Lines with the string "below" must each be copied from the listing.

▬▬▬▬▬▬▬▬▬▬

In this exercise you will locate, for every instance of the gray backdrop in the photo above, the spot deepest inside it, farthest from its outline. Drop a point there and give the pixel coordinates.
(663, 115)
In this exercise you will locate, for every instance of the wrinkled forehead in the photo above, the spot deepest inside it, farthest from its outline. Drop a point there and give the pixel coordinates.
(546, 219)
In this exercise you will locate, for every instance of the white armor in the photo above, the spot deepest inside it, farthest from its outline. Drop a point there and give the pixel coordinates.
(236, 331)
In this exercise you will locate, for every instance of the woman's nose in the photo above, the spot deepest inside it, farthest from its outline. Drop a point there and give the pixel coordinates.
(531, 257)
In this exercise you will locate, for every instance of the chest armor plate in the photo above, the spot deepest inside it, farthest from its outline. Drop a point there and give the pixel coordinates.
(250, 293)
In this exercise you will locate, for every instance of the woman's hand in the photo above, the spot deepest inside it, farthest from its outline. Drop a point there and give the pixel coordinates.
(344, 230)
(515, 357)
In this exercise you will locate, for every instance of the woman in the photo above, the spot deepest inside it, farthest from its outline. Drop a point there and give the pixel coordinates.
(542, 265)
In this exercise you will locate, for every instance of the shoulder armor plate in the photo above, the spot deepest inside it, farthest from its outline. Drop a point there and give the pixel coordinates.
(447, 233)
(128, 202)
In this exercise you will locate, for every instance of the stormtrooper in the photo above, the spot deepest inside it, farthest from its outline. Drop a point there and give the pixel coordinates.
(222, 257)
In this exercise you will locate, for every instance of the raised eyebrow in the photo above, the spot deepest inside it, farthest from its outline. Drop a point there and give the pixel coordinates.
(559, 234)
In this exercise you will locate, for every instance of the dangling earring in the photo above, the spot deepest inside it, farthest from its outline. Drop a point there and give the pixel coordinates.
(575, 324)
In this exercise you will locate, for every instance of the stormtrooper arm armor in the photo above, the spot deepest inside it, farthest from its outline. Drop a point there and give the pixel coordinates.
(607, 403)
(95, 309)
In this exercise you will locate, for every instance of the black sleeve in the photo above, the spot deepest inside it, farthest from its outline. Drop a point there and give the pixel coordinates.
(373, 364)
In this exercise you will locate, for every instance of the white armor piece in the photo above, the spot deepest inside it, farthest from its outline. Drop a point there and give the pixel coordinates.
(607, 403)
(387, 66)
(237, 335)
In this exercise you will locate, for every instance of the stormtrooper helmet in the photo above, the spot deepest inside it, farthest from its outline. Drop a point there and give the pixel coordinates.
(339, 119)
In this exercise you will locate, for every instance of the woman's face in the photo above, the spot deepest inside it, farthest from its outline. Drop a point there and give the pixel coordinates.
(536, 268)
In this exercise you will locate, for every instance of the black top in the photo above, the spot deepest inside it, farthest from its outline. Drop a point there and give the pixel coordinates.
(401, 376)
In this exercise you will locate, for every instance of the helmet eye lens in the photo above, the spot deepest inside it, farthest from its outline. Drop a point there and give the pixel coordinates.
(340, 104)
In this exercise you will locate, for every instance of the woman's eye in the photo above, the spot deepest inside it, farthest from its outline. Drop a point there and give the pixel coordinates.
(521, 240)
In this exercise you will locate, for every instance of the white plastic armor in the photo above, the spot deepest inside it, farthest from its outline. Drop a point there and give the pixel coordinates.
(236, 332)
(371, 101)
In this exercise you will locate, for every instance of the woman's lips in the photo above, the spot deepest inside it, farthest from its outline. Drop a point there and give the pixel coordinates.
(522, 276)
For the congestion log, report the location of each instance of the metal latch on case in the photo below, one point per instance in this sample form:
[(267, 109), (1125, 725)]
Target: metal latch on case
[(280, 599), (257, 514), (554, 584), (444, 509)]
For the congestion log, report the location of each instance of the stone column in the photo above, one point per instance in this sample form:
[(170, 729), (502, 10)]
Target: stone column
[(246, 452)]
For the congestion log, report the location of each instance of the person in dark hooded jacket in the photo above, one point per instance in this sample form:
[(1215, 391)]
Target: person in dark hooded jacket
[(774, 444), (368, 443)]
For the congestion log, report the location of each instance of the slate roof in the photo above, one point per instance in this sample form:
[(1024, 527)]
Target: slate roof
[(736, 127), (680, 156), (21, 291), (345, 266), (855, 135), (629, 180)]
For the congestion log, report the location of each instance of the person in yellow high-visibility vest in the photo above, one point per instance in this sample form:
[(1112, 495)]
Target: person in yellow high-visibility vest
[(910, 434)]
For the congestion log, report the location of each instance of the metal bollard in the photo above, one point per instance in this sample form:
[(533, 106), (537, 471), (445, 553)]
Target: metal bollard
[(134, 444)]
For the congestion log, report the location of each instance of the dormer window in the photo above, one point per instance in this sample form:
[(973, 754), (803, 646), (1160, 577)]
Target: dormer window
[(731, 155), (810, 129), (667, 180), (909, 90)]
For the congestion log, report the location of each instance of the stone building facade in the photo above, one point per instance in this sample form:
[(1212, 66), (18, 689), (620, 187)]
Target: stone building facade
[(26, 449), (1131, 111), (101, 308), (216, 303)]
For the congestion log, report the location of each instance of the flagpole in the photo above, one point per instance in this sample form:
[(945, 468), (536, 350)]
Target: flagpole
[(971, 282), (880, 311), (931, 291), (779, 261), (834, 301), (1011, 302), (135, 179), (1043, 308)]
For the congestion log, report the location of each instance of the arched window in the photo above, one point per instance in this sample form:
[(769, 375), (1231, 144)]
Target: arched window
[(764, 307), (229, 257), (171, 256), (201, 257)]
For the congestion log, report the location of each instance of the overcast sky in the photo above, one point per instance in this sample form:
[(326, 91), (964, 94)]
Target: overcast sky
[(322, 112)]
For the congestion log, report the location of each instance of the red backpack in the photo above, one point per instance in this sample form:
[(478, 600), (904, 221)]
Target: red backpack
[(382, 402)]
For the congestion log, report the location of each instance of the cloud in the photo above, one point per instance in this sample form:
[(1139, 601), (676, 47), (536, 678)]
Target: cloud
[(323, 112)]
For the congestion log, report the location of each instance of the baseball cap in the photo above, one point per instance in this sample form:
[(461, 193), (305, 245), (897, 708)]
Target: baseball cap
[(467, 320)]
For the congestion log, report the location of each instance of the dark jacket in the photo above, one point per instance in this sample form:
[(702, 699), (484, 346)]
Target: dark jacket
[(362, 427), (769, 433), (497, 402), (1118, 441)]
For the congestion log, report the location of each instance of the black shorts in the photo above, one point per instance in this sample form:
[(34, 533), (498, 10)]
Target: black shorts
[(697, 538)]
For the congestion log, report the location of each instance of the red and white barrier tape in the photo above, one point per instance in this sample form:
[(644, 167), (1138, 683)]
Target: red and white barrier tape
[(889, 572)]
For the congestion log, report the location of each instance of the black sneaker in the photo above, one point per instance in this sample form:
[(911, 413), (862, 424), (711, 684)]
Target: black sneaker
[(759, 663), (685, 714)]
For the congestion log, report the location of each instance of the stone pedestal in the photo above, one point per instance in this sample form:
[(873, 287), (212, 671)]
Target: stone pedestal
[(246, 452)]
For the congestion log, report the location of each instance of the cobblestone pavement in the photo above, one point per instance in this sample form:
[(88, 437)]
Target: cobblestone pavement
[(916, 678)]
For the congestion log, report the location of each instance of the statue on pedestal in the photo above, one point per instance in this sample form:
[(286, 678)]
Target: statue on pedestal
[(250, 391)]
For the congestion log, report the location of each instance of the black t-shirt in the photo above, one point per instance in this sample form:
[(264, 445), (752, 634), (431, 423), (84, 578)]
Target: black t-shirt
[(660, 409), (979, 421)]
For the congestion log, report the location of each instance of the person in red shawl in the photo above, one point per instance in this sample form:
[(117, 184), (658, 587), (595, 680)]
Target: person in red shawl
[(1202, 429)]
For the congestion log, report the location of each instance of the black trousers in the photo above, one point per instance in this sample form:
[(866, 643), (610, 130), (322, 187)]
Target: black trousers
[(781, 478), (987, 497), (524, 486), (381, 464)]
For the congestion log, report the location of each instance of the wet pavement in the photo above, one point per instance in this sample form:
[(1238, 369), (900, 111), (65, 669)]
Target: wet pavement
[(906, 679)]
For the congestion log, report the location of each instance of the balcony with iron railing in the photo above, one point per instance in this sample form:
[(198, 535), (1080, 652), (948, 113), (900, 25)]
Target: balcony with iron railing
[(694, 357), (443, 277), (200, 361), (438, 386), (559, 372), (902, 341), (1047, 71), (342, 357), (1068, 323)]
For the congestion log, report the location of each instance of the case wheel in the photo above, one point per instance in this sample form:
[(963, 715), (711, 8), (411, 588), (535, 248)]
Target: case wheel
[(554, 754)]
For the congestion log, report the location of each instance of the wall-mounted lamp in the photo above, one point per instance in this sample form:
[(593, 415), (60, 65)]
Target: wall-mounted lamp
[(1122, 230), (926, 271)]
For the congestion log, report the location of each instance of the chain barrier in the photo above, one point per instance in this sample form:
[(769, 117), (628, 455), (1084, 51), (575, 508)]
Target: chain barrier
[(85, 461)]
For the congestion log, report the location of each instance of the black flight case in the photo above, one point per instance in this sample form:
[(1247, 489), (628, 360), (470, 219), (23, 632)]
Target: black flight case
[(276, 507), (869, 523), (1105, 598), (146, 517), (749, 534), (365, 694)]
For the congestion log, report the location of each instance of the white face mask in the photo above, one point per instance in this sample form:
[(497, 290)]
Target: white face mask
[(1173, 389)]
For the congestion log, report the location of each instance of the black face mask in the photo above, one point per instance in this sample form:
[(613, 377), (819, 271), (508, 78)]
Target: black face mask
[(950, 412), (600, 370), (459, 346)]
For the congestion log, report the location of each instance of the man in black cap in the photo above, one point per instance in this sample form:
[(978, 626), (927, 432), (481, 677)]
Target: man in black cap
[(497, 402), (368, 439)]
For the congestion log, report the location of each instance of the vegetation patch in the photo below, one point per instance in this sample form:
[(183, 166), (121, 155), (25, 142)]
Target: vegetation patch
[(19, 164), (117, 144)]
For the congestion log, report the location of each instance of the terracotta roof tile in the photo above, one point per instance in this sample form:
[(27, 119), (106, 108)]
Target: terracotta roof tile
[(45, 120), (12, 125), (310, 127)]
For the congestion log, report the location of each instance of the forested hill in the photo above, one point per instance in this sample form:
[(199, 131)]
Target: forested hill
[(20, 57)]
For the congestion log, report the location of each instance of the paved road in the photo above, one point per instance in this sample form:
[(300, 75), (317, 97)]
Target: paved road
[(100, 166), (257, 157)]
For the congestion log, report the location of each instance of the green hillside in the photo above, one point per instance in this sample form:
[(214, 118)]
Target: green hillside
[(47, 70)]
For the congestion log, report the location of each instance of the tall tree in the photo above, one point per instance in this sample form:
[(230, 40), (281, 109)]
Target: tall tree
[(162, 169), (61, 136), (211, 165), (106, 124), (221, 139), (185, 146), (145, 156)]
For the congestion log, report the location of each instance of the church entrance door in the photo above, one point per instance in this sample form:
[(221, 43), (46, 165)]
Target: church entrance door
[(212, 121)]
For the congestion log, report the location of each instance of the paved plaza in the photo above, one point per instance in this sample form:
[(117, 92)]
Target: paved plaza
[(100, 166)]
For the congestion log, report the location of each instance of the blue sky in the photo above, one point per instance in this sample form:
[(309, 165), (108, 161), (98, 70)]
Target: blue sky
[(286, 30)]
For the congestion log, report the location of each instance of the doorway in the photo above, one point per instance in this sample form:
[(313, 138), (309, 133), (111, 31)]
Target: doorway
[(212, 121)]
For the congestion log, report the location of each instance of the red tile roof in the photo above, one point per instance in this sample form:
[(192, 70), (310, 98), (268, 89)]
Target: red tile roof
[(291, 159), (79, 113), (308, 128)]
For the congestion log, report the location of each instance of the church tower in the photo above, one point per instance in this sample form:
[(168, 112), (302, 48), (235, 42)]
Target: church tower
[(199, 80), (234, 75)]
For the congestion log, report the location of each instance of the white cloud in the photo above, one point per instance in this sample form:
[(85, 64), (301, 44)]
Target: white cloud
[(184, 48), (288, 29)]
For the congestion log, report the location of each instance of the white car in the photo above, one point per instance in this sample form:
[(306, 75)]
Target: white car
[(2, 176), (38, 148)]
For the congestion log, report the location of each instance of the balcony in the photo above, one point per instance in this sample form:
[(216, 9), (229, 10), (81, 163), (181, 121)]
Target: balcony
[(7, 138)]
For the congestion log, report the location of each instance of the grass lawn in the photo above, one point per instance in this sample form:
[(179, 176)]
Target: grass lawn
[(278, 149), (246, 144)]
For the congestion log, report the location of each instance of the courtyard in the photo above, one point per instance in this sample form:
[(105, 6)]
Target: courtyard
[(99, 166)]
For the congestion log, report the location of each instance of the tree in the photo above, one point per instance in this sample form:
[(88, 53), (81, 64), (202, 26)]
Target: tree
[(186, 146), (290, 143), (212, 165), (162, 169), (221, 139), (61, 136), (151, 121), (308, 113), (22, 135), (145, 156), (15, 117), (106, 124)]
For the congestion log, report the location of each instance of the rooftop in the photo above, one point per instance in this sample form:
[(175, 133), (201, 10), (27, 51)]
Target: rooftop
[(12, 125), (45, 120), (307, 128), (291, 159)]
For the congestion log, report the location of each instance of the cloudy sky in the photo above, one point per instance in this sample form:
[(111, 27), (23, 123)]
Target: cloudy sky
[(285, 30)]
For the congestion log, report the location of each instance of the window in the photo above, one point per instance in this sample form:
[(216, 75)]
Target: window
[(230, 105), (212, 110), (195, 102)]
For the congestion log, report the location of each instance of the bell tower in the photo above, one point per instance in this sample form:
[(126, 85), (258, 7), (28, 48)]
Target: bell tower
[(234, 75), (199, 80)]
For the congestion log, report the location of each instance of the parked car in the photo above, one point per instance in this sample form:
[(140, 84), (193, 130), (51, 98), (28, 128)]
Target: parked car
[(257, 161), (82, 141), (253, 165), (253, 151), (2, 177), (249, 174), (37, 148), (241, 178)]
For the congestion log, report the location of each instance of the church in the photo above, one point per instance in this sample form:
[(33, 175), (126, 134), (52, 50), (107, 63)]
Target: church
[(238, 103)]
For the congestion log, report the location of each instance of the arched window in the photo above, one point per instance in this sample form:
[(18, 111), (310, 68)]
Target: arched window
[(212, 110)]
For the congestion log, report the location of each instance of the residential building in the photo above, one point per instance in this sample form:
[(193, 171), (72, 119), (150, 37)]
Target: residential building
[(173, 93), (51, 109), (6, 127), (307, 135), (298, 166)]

▬▬▬▬▬▬▬▬▬▬

Solution for this problem:
For the congestion log, report the location of each instance of the metal latch on case in the photo below, one point per instance in this sample form:
For the congestion log, report the location of each instance of the vegetation patch in the photo below, one point per instance in this sample form:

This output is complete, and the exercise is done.